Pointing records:
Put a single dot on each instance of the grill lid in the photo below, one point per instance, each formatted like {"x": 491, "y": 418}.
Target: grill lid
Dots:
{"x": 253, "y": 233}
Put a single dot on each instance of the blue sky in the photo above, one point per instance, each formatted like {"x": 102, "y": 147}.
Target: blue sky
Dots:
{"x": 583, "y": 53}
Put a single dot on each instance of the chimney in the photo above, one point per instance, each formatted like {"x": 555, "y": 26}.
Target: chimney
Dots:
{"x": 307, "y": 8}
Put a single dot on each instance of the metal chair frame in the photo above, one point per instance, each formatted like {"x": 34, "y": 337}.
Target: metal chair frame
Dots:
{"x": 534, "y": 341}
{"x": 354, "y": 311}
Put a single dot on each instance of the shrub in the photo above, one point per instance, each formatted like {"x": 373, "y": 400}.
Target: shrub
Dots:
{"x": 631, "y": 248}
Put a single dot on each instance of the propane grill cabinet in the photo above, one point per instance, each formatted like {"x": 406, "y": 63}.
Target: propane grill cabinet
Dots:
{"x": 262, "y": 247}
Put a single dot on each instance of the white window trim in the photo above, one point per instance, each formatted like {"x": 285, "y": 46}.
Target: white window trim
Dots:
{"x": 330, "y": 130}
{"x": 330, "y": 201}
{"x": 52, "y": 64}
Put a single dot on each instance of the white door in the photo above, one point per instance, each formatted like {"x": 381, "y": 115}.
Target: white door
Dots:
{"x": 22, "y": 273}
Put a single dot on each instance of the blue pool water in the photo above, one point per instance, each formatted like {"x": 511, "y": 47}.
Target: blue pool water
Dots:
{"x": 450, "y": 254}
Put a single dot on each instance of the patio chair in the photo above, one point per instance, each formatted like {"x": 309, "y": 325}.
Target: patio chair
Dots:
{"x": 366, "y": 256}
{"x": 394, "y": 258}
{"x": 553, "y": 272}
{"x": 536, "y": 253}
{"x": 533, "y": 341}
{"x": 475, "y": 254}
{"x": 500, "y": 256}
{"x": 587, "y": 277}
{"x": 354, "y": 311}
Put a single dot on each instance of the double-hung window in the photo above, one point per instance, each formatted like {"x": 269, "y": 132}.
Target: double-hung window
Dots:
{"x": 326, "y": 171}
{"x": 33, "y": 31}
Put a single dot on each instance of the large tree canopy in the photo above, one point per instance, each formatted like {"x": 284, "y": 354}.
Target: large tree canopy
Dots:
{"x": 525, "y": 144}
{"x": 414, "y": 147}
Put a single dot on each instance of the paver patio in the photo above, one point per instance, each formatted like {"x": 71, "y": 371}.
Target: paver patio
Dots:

### [Short exercise]
Repeat the data above exactly.

### [Answer to this problem]
Put a single dot on each instance of the grill lid in the photo below, one point per instance, each formatted like {"x": 491, "y": 418}.
Target: grill lid
Dots:
{"x": 253, "y": 233}
Put a single dot on each instance of the blue sky in the photo above, one point per instance, each formatted like {"x": 102, "y": 147}.
Target: blue sky
Dots:
{"x": 583, "y": 53}
Put a single dot on each instance of the chimney in the photo above, one point per instance, each formatted like {"x": 555, "y": 26}.
Target: chimney
Dots:
{"x": 307, "y": 8}
Put a single dot on each instance of the metal chair frame in the photo above, one point per instance, each formatted like {"x": 34, "y": 337}.
Target: metal chair frame
Dots:
{"x": 534, "y": 341}
{"x": 354, "y": 311}
Put a single dot on each instance of the shrub in the photo above, one point per instance, each formatted like {"x": 373, "y": 400}.
Target: shrub
Dots:
{"x": 631, "y": 248}
Put a single dot on each instance of the propane grill cabinet in the photo above, one point per instance, each formatted like {"x": 406, "y": 63}.
Target: propane grill cabinet
Dots:
{"x": 262, "y": 247}
Put a single dot on each instance of the white window trim in the photo above, one point per instance, each formatted like {"x": 285, "y": 46}.
Target: white window trim
Dots:
{"x": 330, "y": 130}
{"x": 330, "y": 201}
{"x": 52, "y": 64}
Put a single dot on each instance of the white door in the photo above, one point per instance, each formatted like {"x": 381, "y": 115}.
Target: white door
Dots:
{"x": 22, "y": 273}
Put a single dot on each instance of the blue pool water in the photo above, one point per instance, each formatted like {"x": 511, "y": 47}.
Target: blue pool water
Dots:
{"x": 450, "y": 254}
Put a single dot on each instance of the patio chair in the photo above, one point per instance, each formatted like {"x": 309, "y": 325}.
Target: patio chair
Dots:
{"x": 366, "y": 256}
{"x": 394, "y": 258}
{"x": 553, "y": 272}
{"x": 536, "y": 253}
{"x": 533, "y": 341}
{"x": 475, "y": 254}
{"x": 500, "y": 256}
{"x": 587, "y": 277}
{"x": 354, "y": 311}
Put a single dot on each instance of the double-hung window in the photo above, one point per instance, each formatted like {"x": 269, "y": 132}.
Target: double-hung window
Dots:
{"x": 326, "y": 171}
{"x": 33, "y": 31}
Put a single dot on each instance of the large tree canopy in the photo above, one point per instance, each formatted like {"x": 284, "y": 354}.
Target: large tree canopy
Dots:
{"x": 525, "y": 144}
{"x": 414, "y": 147}
Put a single dot on each instance of the paver patio in the photo above, one point per instance, each formatted like {"x": 71, "y": 371}.
Target: paver patio
Dots:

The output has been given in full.